• Document excerpt:
* Start *

The woman who would point at me, then the floor, commanding me to come there so she could ask me if I had lunch money or not.

And my friends came over to ‘chill with my mom?’

“Why do my friends come over here and talk to you?” I asked her once bewildered.

She shrugged. “I don’t know. Is it so hard to imagine that I am maybe a nice person and they want to talk to me?”

What in the world did this woman possibly have to talk about?

Other than her heedings and warnings about everything being dangerous, including air, she didn’t have a lot to say.

“What do you say to them?” I asked.

Mama shrugged again. “Nothing really.”

I approached Granny with this dilemma.

“You wanna know why your friends come over here to talk to your Mama? It’s because she’s quiet. She actually listens to them,” the old gal said.

“She does what?”

“She listens.”

I reckon Mama has always done that. She is quite the good listener, especially if she is not injecting her listening with her words of warning.

“So my friends come over here because she listens? Don’t I listen?”

Granny shook her head.

“No, you too busy telling everyone what your opinion is like they care. They don’t want to know what you think of their boyfriends. Knowing you, you’ve already said it. They want someone that’ll listen to them and let them figure it out on their own.”

The old gal evidently missed the irony of her statement.

She spent a goodly portion of her time expressing her unrequested opinion on everyone along with her judgements. If Granny disagreed with what someone was doing, instead of trying to be a compassionate person as Mama does, she told them what she thought, holding nothing back.

And Mama was quiet. I think some folks may have thought she was aloof but she was really just more reserved and observant.

Granny, on the other hand, would not shut up.
“I’m shy and don’t feel comfortable talking to a bunch of strangers,” she said – an outright lie—out of the blue one day.

“I bet the greeter at Walmart wished that were true; you spent 15 minutes the other day discussing your hysterectomy with them.”

“They asked how I was, and I told them,” was her response.

Granny believing she was shy was almost comical. A bull in a China shop that had been poked with a fire was more subtle than this woman.

And she didn’t feel comfortable talking to strangers? She never met a stranger. She would go up and start talking to someone like she had known them for years.

I think when she worked in a sewing plant, she talked so much they had to move her away from one of her best friends. That didn’t work; she just started talking to whoever they moved her next to.

Mama was the quiet, compassionate empathizer and then there was Granny, the chatterbox full of judgements she felt needed to be shared.

Oh, sweet son of a biscuit eater.

I’m not like my Mama at all.

It’s worse. Much, much worse.

Handmade Love (2/17/2016)

“Do you know who Granny made these quilts for?” Mama asked one day.

She had been trying to go through some of Granny’s stuff and found some quilts that evidently Granny had not told her who they were for.

* End *

• Problem 1: In the essay excerpt about Mama and Granny, what does Mama say in quotation marks? List each of her quoted remarks.
• Problem 2: Rewrite the essay excerpt about Mama and Granny between "Granny, on the" and "blue one day.", inclusive, with "strangers" changed to "people".

• Given information:
* Start *

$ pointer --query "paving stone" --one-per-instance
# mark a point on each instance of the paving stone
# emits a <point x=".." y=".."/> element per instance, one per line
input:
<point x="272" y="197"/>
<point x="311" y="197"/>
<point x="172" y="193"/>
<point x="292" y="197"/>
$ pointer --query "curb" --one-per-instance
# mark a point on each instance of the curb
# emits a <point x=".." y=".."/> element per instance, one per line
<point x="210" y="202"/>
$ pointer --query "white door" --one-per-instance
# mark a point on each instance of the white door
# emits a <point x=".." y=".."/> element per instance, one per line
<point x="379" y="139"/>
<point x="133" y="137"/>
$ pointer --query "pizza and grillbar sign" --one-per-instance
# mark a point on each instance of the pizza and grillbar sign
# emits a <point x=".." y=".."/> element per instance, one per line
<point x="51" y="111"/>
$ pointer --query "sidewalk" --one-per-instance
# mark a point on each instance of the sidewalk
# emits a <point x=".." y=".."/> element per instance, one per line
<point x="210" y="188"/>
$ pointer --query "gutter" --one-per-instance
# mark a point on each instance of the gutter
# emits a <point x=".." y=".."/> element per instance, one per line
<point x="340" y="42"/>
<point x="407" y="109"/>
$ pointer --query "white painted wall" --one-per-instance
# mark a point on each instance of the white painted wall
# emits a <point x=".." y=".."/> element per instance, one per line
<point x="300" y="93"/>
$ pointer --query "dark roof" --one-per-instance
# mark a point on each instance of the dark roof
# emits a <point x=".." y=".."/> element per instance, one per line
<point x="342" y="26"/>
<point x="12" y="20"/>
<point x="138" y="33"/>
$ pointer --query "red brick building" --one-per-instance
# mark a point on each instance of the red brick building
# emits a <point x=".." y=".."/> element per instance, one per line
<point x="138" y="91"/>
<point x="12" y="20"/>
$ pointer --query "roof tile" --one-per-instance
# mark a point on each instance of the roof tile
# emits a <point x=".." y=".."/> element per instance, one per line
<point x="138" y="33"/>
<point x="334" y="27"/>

* End *

• Written response 1:
- "I don't know. Is it so hard to imagine that I am maybe a nice person and they want to talk to me?"
- "Nothing really."
- "Do you know who Granny made these quilts for?"

• Written response 2:
Granny, on the other hand, would not shut up.
“I’m shy and don’t feel comfortable talking to a bunch of people,” she said – an outright lie—out of the blue one day.